# Task to complete
Lay out the rows below as a JSON list of strings, from their first line through the line containing "column 473, row 366", with both ends included. Use one string per line and omit any blank lines.

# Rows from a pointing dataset
-- Start --
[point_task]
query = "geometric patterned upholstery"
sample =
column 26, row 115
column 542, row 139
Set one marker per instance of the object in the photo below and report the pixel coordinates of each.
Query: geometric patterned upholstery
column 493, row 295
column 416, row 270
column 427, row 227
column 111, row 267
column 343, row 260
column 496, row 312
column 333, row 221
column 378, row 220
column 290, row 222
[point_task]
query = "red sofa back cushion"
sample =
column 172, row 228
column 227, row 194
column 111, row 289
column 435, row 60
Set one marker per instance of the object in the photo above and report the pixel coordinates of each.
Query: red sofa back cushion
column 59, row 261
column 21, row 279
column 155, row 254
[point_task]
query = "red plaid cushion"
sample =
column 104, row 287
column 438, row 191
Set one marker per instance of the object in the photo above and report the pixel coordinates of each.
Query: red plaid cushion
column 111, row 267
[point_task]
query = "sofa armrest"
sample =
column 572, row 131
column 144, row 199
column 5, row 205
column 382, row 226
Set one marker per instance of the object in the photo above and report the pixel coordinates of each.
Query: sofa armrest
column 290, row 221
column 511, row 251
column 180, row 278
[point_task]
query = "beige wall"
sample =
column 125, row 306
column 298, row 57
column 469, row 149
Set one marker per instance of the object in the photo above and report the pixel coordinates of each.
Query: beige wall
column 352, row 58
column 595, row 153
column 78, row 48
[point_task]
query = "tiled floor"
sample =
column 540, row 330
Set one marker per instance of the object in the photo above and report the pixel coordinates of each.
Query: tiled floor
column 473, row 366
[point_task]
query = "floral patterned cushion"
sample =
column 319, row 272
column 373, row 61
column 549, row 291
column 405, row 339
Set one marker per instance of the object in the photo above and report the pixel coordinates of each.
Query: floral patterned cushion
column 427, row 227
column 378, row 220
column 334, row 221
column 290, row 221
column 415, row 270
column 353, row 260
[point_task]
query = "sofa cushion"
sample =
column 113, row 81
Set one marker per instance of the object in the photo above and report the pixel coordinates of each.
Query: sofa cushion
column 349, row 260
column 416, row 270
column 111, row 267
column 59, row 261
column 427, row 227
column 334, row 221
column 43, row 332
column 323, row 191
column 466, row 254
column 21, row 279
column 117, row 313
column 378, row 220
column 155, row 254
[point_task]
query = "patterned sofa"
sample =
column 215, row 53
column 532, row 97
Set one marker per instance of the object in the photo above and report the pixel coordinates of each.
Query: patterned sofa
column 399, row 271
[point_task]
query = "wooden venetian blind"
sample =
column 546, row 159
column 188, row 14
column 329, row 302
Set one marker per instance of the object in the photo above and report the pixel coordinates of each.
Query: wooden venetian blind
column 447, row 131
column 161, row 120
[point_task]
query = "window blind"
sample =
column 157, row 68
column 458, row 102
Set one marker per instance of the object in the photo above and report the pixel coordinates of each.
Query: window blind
-- End --
# Task output
[
  "[point_task]",
  "query = \"geometric patterned upholstery\"",
  "sample =",
  "column 26, row 115",
  "column 542, row 139",
  "Set one marker per instance of the object in the photo below and report the pixel coordinates of each.",
  "Query: geometric patterned upholstery",
  "column 493, row 295",
  "column 416, row 270",
  "column 427, row 227",
  "column 111, row 267",
  "column 343, row 260",
  "column 496, row 312",
  "column 333, row 221",
  "column 378, row 220",
  "column 290, row 222",
  "[point_task]",
  "query = \"red sofa back cushion\"",
  "sample =",
  "column 172, row 228",
  "column 227, row 194",
  "column 111, row 289",
  "column 435, row 60",
  "Set one marker per instance of the object in the photo above and report the pixel coordinates of each.",
  "Query: red sofa back cushion",
  "column 59, row 261",
  "column 21, row 279",
  "column 155, row 254",
  "[point_task]",
  "query = \"red plaid cushion\"",
  "sample =",
  "column 104, row 287",
  "column 438, row 191",
  "Set one marker per instance of the object in the photo above and report the pixel coordinates of each.",
  "Query: red plaid cushion",
  "column 111, row 267",
  "[point_task]",
  "query = \"sofa armrest\"",
  "sample =",
  "column 572, row 131",
  "column 144, row 199",
  "column 5, row 205",
  "column 382, row 226",
  "Set one marker per instance of the object in the photo above and report the pixel coordinates of each.",
  "Query: sofa armrest",
  "column 290, row 221",
  "column 511, row 251",
  "column 180, row 278",
  "[point_task]",
  "query = \"beige wall\"",
  "sample =",
  "column 125, row 306",
  "column 298, row 57",
  "column 469, row 149",
  "Set one marker per instance of the object in the photo above and report the pixel coordinates of each.",
  "Query: beige wall",
  "column 352, row 58",
  "column 595, row 153",
  "column 78, row 48",
  "[point_task]",
  "query = \"tiled floor\"",
  "sample =",
  "column 540, row 330",
  "Set one marker per instance of the object in the photo above and report the pixel coordinates of each.",
  "Query: tiled floor",
  "column 473, row 366"
]